(Point-per-instance localization data)
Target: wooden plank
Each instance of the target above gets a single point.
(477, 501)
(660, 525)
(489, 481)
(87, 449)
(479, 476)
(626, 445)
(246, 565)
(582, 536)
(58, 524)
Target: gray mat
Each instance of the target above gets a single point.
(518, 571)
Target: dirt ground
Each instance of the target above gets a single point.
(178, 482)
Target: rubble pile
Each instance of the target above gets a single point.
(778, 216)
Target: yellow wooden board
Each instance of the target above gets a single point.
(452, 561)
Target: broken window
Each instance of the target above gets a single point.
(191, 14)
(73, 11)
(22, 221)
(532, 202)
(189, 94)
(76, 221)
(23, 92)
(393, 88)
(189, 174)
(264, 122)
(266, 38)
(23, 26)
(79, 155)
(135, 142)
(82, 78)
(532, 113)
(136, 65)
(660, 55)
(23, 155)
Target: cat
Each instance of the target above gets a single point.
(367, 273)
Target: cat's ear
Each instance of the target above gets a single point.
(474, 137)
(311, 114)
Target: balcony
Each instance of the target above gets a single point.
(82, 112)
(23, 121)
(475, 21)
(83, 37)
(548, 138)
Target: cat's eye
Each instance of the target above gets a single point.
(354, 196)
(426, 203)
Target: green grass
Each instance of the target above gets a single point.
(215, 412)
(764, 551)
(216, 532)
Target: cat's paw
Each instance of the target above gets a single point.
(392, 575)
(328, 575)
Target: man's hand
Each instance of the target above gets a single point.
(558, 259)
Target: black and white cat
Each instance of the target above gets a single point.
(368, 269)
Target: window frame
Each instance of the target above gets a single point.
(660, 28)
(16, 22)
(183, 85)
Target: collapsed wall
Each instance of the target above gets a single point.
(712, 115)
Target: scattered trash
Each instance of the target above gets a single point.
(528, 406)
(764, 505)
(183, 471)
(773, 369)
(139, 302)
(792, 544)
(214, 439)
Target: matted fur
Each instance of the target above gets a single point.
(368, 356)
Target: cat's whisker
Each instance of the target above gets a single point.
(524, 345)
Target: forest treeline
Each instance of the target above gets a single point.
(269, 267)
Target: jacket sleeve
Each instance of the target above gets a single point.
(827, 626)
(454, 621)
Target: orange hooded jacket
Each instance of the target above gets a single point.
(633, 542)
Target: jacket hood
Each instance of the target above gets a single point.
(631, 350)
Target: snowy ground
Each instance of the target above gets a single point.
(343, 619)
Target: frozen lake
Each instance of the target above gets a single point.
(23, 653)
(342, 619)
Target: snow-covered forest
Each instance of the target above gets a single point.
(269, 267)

* **Problem**: Print all the data exactly as shown above.

* **Finished exercise**:
Target: wooden plank
Each instance of the target above gets a single point.
(477, 501)
(660, 525)
(489, 481)
(87, 449)
(479, 476)
(626, 445)
(246, 565)
(582, 536)
(58, 524)
Target: gray mat
Each instance of the target above gets a single point.
(518, 571)
Target: dirt ground
Each instance of the target above gets a single point.
(178, 482)
Target: rubble pile
Each instance of the target above gets a single point.
(778, 216)
Target: yellow wooden board
Each instance of the target above gets a single point.
(452, 561)
Target: broken window
Each instance of the target above gets a single point.
(191, 14)
(73, 11)
(22, 221)
(532, 202)
(189, 94)
(76, 221)
(23, 92)
(393, 88)
(189, 174)
(264, 122)
(266, 38)
(23, 26)
(79, 155)
(135, 142)
(82, 78)
(532, 113)
(136, 65)
(660, 55)
(23, 155)
Target: cat
Each instance of the target above gets a single point.
(367, 273)
Target: cat's ear
Each instance of the target above gets a single point.
(474, 137)
(311, 114)
Target: balcony
Each instance of the target above gets a single point.
(82, 112)
(23, 121)
(475, 21)
(83, 37)
(548, 138)
Target: cat's eye
Each instance of the target above gets a single point.
(354, 196)
(426, 203)
Target: green grass
Each instance of the target above gets a single point.
(215, 412)
(764, 551)
(216, 532)
Target: cat's paw
Each instance of the target above gets a single point.
(392, 575)
(328, 575)
Target: man's hand
Each instance of the target above gets a single point.
(558, 259)
Target: black and white cat
Each instance of the target above gets a single point.
(368, 269)
Target: window frame
Each instance of the target above gets a single point.
(660, 28)
(16, 22)
(183, 85)
Target: collapsed wall
Each instance of the target above gets a single point.
(712, 115)
Target: scattered trash
Each instance of the target above gets a single point.
(528, 406)
(764, 505)
(183, 471)
(773, 369)
(139, 302)
(792, 544)
(214, 439)
Target: matted fur
Each instance of the target above gets a single point.
(368, 356)
Target: cat's whisker
Each instance of the target above gets a single point.
(524, 345)
Target: forest treeline
Each instance of the target above gets a single point.
(269, 267)
Target: jacket sleeve
Each instance of the target above gets a single point.
(827, 626)
(454, 621)
Target: orange hooded jacket
Each instance of the target above gets a single point.
(633, 542)
Target: jacket hood
Each instance of the target above gets a single point.
(631, 350)
Target: snowy ground
Each instance of the target above gets a single point.
(343, 619)
Target: frozen lake
Each instance of the target above gets a single point.
(23, 653)
(342, 619)
Target: snow-covered forest
Each instance of the target above gets a single point.
(269, 267)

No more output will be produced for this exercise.